Nothing but the lines from the one with "Expected: for the foliage" through the end of the records may appear in the answer, each reproduced exactly, pictures omitted.
——
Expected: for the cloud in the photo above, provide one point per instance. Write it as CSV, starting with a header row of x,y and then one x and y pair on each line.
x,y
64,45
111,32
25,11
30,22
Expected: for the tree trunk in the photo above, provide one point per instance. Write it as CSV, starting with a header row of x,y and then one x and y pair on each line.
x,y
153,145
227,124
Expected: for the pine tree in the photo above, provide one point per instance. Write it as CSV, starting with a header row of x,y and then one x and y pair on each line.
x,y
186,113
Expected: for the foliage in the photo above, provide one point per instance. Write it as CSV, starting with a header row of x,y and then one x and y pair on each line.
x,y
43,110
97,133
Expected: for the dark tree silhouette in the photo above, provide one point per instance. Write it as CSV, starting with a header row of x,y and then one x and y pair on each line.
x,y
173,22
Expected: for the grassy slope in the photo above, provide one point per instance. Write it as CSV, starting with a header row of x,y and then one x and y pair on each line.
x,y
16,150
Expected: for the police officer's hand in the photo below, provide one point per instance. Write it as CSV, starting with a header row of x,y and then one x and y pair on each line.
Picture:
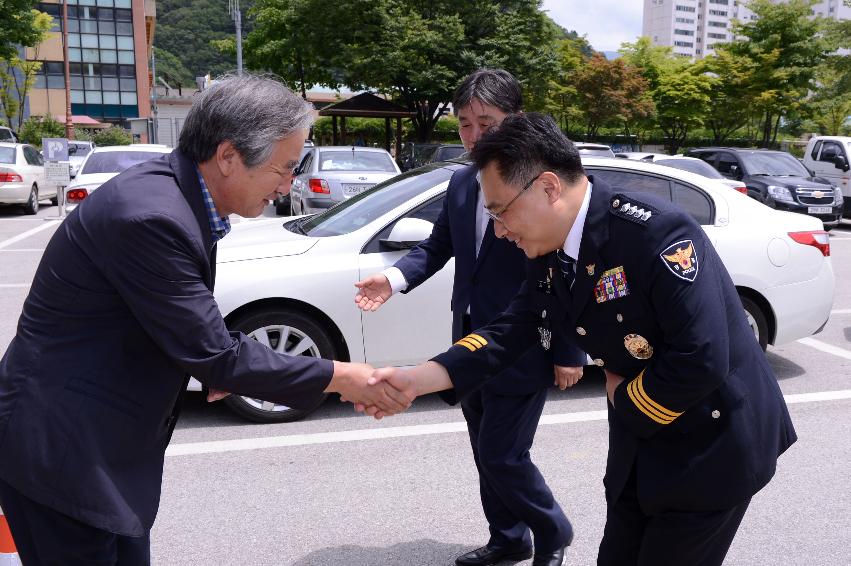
——
**Result for this task:**
Expected: for the foliage in the photo above, provide one point per instance. Write it as CSV, starting with a header row of x,y and then one x and y pair on each line.
x,y
43,110
97,133
Expected: for the dark tree silhouette in the photo above, provide one point per instance. Write it as CSV, starting with a header row of x,y and then one x and y pair on each line.
x,y
173,22
Expected: for the grassy slope in the photo above, provide one point per instance. Write it as CSV, starting with a header row of x,y and then one x and y pair on each line.
x,y
16,150
Expected: for the police officer's hand in the photo below, provide one point per instance. Write it as CSV, starting with a header row of x,y and then one x and y pair on each line.
Picture:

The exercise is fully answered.